Zu lösende Aufgaben
• 1. Beantworte anhand des zitierten Textauszugs die folgenden Fragen:
(a) In welchem Jahr begann Telsnig, die Mauern des familiären Schweigens abzutragen?
(b) Durch wie viele Akten arbeitete sich Telsnig für ein anderes Projekt?
(c) Wer erzählte Telsnig, dass eine Tante Josefs vergast wurde?
• 2. Nenne alle Rollen, die Telsnig laut dem zitierten Textauszug für Josef Hofer innehatte.
• 3. Gib aus dem zitierten Textauszug alles von „Nach den damaligen“ bis hinunter zu „Josefs wurde vergast.“ wortgetreu wieder.

Zitierter Textauszug
↓

Die Familie bekam einen an Zynismus nicht zu übertreffenden „Trostbrief“, die Tochter sei „an Lungenentzündung“ gestorben.
Es war dann Telsnig, die 74 Jahre später, 2015, begann, Mauern des familiären Schweigens abzutragen. Deren Fundament war massive Angst, die lähmte. In den finalen Wochen das Zweiten Weltkriegs wurde in die Familie Hofer ein Kind mit Beeinträchtigung geboren, aus dem ein renommierter Art-brut-Künstler werden sollte: Josef „Pepi“ Hofer, Luises Neffe.
Nach den damaligen NS-Gesetzen hätte die Geburt eines beeinträchtigten Babys gemeldet werden müssen, was nicht geschah. Dies hätte auch dessen Tod bedeutet und die Zwangssterilisation weiblicher Angehöriger. Josef Hofer wuchs abgeschottet auf dem Hof der Familie auf. Telsnig war Josef Hofers Begleiterin, Kuratorin und Chronistin. Und als solche hatte sie oft das Gefühl, dass die frühe Abschottung des Künstlers „mehr“ bedingte als allein Angst davor, Pepi dem Spott anderer Kinder auszusetzen oder der Willkür der russischen Besatzer. Eines Tages, Telsnig arbeitete sich für ein anderes Projekt durch fast 28.000 Akten der Landesheilanstalt Salzburg, die ihr die heftige Dimension der NS-„Euthanasie“ offenbarten, erzählte es ihr Josef Hofers Sachwalterin, seine Cousine, doch: Eine Tante Josefs wurde vergast.
Es war Luise. Telsnig ließ ihre Geschichte nicht mehr los, sie zapfte „minimale Erinnerungen“ an und begann umfassende Recherchen, „weil es mich einfach sehr beschäftigt hat, wie man jemanden dermaßen aus dem Gedächtnis einer Familie streichen kann. In mir hat sich alles gegen dieses Vergessen und Verdrängen gewehrt. Ich glaube, es ist wichtig, dass Menschen in meiner Generation Mut haben, nachzufragen, was mit Verwandten wie Luise war, um auch psychische Erkrankungen zu entstigmatisieren. Sie können jeden treffen.“ Zudem werde im Vergleich zum Gedenken an den Holocaust, „was gut und richtig ist“, die NS-„Euthanasie“ zu sehr weggeschoben.
„Jemanden totzuschweigen, ist jedoch, als würde man ihn ein zweites Mal sterben lassen.“
(Nora Bruckmüller, Rezension in den Oberösterreichischen Nachrichten vom 31. Oktober 2023, S. 16)

↑

Ausgangsdaten
↓

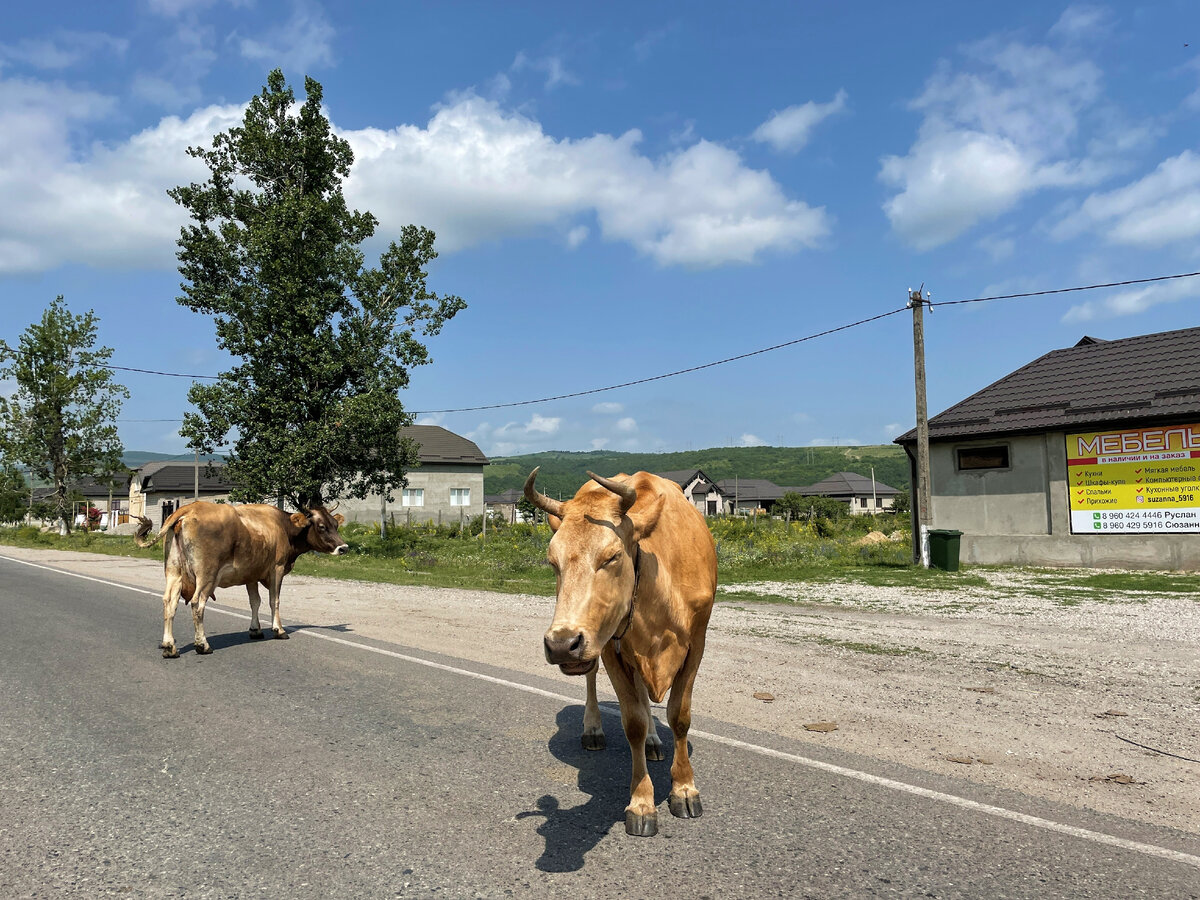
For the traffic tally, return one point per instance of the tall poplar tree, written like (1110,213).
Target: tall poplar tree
(60,423)
(323,343)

↑

Gegebene Lösungen
• 1.
(a) 2015
(b) Durch fast 28.000 Akten der Landesheilanstalt Salzburg
(c) Josef Hofers Sachwalterin, seine Cousine

• 2. Begleiterin, Kuratorin, Chronistin

• 3.
Nach den damaligen NS-Gesetzen hätte die Geburt eines beeinträchtigten Babys gemeldet werden müssen, was nicht geschah. Dies hätte auch dessen Tod bedeutet und die Zwangssterilisation weiblicher Angehöriger. Josef Hofer wuchs abgeschottet auf dem Hof der Familie auf. Telsnig war Josef Hofers Begleiterin, Kuratorin und Chronistin. Und als solche hatte sie oft das Gefühl, dass die frühe Abschottung des Künstlers „mehr“ bedingte als allein Angst davor, Pepi dem Spott anderer Kinder auszusetzen oder der Willkür der russischen Besatzer. Eines Tages, Telsnig arbeitete sich für ein anderes Projekt durch fast 28.000 Akten der Landesheilanstalt Salzburg, die ihr die heftige Dimension der NS-„Euthanasie“ offenbarten, erzählte es ihr Josef Hofers Sachwalterin, seine Cousine, doch: Eine Tante Josefs wurde vergast.